● Work to be completed
Write out each line of the records below exactly as it stands, with no changes.

◆ ◆ ◆

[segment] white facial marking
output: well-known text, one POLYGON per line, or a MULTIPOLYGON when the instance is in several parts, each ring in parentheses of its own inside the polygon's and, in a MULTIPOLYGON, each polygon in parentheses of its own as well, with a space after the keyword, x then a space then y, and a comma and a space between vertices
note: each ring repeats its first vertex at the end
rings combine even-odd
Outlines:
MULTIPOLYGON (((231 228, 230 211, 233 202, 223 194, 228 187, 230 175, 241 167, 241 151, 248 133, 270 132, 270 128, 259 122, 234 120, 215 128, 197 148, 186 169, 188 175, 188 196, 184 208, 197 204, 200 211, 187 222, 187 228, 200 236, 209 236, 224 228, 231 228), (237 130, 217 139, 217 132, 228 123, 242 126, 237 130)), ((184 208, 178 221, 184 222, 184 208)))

◆ ◆ ◆

● Complete response
[segment] white facial marking
output: well-known text, one POLYGON per line, or a MULTIPOLYGON when the instance is in several parts, each ring in parentheses of its own inside the polygon's and, in a MULTIPOLYGON, each polygon in parentheses of its own as well, with a space after the keyword, x then a space then y, and a comma and a space between vertices
note: each ring repeats its first vertex at the end
rings combine even-odd
Outlines:
MULTIPOLYGON (((231 228, 230 211, 233 202, 223 194, 228 187, 230 175, 241 167, 241 151, 248 133, 270 132, 270 128, 259 122, 234 120, 215 128, 197 148, 186 169, 188 175, 188 196, 184 208, 197 204, 200 211, 187 222, 187 228, 200 236, 209 236, 224 228, 231 228), (237 130, 217 139, 217 132, 228 123, 242 126, 237 130)), ((184 208, 178 221, 184 222, 184 208)))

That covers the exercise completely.